## Task directions:
Return only those lines of the listing in which "below" appears.
+++++
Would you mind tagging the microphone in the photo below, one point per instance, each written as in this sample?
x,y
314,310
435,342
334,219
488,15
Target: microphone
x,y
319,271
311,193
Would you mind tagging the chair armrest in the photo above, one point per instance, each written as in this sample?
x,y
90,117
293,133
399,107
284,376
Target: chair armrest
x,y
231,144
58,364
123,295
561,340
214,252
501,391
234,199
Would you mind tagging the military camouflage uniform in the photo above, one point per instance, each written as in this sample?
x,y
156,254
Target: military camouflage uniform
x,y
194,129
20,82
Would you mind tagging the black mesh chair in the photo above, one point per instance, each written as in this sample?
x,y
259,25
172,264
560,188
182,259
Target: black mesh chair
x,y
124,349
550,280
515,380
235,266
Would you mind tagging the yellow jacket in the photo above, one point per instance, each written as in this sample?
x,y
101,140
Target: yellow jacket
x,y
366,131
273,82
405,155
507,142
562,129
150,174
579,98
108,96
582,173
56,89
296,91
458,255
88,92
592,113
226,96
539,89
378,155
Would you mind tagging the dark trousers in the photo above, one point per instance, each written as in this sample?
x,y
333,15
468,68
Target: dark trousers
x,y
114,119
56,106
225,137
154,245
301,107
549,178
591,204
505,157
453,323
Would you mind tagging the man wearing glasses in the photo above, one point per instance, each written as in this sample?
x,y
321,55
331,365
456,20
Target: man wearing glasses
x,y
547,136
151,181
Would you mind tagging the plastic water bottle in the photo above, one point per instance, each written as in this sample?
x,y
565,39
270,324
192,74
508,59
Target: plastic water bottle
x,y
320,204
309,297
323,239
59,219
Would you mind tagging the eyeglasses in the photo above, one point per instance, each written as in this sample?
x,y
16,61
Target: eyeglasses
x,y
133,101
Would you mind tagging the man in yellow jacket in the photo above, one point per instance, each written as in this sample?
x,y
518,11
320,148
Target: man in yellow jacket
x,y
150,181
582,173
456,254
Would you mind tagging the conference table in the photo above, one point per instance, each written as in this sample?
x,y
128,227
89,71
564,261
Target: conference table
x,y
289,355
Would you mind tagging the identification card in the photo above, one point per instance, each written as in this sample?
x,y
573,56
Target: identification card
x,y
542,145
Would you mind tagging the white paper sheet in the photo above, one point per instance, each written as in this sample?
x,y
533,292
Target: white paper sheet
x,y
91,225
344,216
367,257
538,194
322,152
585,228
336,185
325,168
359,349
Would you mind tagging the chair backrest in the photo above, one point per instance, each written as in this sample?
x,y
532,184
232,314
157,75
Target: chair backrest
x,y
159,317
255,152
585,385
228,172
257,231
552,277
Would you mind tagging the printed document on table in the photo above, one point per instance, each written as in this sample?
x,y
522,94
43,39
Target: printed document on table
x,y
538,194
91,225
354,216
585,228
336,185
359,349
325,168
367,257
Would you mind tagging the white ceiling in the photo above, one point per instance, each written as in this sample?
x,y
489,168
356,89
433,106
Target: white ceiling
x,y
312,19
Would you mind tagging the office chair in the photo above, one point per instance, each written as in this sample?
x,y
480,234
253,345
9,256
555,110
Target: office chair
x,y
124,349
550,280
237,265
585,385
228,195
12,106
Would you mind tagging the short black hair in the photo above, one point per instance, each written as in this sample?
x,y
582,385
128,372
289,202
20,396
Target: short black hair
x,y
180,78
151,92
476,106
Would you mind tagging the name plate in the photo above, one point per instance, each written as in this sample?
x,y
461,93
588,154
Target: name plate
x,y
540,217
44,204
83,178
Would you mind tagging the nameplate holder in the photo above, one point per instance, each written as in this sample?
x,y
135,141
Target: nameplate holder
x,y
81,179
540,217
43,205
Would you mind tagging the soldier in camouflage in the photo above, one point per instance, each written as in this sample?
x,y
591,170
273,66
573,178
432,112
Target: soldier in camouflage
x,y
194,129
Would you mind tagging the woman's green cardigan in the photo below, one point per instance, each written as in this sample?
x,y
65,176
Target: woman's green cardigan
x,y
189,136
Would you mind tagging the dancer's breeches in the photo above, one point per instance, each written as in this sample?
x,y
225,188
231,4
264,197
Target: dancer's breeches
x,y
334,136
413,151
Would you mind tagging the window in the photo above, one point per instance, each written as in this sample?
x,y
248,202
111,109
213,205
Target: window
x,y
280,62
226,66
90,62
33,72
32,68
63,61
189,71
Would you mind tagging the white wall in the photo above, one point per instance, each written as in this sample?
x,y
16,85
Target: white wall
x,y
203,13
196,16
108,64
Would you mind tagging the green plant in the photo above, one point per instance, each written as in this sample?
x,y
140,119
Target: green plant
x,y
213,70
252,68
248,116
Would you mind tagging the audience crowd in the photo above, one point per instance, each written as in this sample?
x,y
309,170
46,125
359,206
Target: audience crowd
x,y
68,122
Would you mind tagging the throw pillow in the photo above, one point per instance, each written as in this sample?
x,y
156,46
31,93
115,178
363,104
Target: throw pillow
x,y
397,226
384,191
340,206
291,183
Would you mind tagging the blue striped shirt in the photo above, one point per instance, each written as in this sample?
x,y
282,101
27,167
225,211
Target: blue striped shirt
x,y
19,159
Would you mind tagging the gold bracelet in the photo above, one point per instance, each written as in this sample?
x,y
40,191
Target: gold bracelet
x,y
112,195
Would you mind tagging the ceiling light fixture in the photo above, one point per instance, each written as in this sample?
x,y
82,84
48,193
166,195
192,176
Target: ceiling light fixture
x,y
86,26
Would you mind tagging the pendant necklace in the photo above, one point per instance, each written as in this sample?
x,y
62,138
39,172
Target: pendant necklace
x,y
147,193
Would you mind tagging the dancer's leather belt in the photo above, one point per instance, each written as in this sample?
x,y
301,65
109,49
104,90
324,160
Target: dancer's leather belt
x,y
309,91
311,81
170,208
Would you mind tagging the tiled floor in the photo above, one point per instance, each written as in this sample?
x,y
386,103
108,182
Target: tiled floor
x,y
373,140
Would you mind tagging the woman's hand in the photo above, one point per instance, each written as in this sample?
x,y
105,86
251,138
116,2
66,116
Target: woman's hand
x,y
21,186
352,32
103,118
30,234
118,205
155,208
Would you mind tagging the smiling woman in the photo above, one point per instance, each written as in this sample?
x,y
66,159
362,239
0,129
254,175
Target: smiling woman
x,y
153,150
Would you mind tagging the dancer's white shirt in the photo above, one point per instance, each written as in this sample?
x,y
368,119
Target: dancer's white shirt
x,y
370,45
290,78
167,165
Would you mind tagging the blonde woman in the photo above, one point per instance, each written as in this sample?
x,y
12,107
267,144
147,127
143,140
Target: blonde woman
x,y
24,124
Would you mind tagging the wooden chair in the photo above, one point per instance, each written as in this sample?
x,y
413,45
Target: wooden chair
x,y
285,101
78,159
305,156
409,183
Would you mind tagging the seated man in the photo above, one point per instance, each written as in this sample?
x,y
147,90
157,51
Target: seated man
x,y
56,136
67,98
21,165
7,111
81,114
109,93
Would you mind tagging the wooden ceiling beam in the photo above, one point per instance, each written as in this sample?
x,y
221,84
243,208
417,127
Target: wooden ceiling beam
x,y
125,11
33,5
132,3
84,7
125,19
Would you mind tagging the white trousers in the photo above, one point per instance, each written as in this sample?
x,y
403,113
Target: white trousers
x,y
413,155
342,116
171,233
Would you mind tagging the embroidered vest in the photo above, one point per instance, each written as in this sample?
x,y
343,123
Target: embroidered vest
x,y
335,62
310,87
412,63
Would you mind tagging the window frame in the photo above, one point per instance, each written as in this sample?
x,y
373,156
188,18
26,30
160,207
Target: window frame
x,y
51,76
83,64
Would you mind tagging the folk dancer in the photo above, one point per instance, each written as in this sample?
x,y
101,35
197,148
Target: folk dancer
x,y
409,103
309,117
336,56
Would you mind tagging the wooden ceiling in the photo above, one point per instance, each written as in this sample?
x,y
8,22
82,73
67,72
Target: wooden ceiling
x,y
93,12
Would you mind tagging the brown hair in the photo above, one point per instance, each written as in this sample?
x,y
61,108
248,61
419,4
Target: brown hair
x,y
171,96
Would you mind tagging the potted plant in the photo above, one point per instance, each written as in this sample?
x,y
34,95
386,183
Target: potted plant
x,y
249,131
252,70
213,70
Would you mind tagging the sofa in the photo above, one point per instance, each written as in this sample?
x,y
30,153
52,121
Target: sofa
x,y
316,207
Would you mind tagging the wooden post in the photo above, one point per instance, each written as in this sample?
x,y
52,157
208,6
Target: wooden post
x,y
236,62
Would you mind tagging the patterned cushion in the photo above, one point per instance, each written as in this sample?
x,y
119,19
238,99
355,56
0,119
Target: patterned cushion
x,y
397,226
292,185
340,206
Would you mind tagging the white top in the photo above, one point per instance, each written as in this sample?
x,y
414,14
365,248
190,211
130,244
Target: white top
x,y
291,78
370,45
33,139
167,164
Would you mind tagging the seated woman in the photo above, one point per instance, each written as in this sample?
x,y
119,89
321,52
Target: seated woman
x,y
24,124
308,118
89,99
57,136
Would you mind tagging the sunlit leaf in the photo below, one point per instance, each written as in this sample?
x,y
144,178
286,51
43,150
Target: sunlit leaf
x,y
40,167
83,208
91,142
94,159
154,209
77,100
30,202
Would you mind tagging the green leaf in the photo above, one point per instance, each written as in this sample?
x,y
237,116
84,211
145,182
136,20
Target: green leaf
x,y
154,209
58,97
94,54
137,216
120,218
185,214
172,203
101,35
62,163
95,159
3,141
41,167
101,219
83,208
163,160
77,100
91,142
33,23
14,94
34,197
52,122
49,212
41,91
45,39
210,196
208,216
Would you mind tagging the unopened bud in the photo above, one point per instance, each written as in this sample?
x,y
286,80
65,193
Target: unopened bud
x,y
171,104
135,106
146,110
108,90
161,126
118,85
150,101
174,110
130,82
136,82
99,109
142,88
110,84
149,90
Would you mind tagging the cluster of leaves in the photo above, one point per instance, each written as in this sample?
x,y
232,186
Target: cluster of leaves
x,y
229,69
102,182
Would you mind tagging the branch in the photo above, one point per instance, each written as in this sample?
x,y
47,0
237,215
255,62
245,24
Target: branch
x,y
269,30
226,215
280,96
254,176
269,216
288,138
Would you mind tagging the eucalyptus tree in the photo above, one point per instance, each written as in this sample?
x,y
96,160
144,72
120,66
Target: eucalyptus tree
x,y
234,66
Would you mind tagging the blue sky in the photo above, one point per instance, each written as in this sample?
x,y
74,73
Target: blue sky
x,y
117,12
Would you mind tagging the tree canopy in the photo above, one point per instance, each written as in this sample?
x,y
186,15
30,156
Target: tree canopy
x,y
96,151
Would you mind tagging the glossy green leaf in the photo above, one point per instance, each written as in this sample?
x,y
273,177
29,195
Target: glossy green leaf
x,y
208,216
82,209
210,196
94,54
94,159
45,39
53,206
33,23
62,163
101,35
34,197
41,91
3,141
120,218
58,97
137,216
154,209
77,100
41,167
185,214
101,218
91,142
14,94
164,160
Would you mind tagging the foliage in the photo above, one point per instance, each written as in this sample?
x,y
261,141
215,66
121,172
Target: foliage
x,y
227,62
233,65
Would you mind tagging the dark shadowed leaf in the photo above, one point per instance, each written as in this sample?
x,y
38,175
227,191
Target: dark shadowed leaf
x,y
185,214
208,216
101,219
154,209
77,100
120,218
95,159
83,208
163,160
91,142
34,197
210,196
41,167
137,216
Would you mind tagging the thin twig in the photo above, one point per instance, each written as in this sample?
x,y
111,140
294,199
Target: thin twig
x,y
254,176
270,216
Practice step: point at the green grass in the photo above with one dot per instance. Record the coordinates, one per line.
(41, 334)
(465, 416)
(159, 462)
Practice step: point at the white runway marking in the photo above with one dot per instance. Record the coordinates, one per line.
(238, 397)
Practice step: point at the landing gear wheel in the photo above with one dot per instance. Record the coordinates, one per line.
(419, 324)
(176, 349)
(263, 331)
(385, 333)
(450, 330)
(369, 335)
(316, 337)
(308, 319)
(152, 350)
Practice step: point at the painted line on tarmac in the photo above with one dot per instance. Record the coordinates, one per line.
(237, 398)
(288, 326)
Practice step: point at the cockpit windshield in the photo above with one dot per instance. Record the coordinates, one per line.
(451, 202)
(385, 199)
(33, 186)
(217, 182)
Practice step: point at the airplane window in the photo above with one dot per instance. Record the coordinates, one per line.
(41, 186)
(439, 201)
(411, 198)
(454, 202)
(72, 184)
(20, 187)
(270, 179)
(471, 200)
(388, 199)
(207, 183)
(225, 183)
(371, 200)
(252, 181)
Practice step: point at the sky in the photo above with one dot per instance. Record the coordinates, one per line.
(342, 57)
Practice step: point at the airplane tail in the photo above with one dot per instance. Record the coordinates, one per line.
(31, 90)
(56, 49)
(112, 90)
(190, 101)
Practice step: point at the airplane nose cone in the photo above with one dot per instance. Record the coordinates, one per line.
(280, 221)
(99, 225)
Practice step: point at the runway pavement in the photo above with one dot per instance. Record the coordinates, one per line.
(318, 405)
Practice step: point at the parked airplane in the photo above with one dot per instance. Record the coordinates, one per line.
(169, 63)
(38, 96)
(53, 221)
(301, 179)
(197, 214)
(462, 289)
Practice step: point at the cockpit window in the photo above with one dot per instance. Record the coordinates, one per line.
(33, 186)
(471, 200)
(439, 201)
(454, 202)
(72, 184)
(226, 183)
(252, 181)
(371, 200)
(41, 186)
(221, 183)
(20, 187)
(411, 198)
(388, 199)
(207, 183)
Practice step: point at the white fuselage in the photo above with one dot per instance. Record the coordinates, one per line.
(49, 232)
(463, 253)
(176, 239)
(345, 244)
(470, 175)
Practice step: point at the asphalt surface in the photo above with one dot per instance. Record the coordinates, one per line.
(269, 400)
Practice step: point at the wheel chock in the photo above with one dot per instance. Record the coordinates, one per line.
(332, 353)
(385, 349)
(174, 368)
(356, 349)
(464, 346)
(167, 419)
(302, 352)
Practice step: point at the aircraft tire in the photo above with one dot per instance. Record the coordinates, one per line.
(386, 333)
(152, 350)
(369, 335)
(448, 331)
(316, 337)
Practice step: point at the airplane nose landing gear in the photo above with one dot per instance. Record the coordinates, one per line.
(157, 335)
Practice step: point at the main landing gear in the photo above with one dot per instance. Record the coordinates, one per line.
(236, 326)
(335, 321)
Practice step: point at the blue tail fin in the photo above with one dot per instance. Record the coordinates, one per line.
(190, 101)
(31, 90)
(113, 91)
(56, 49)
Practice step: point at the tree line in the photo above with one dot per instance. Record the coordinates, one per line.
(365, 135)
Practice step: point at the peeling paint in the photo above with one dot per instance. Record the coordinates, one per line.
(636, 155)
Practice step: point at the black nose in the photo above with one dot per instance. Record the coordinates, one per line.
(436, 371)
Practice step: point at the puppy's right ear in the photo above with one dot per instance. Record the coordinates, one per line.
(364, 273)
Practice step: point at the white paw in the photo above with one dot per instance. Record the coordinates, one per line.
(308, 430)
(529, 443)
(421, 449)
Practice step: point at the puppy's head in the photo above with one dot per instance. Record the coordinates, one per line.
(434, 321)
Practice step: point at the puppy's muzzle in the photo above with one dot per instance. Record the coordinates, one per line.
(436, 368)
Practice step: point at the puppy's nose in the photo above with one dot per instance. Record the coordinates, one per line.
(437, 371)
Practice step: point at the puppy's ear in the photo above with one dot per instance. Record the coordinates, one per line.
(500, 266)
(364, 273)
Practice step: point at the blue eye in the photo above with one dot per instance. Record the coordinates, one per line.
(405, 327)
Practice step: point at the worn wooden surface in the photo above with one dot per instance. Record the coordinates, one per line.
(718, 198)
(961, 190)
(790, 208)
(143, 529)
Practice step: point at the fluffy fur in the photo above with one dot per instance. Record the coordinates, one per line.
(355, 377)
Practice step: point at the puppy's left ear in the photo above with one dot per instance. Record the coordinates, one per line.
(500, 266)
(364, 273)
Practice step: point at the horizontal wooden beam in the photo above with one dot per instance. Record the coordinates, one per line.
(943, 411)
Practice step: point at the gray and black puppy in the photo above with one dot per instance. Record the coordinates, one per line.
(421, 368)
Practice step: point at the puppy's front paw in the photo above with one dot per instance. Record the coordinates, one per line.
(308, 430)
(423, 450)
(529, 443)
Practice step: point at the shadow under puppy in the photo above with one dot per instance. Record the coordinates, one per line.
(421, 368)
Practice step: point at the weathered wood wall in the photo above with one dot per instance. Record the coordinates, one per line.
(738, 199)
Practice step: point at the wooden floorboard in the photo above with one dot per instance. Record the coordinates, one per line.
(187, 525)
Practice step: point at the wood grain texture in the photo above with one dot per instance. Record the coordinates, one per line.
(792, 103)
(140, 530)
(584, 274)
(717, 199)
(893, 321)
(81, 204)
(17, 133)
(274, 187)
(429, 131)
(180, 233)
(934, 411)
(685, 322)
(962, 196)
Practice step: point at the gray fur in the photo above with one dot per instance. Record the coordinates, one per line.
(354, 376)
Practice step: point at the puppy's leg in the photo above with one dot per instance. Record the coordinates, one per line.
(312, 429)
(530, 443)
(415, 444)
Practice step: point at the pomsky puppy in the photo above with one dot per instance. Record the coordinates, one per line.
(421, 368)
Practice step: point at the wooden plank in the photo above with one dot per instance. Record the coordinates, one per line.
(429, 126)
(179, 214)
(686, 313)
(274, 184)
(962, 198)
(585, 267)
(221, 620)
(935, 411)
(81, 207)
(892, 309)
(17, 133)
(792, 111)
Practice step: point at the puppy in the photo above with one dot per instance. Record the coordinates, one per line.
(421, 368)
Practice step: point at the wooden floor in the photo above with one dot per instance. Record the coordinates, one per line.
+++++
## Exercise answer:
Would you mind tagging the microphone in the photo below, one point per instance, each written as in this sample?
Would you mind tagging the woman's green cardigan in the photo below, one point per instance, each written as in this sample?
Would you mind tagging the sunlit leaf in the photo below, one point per instance, each written as in this sample?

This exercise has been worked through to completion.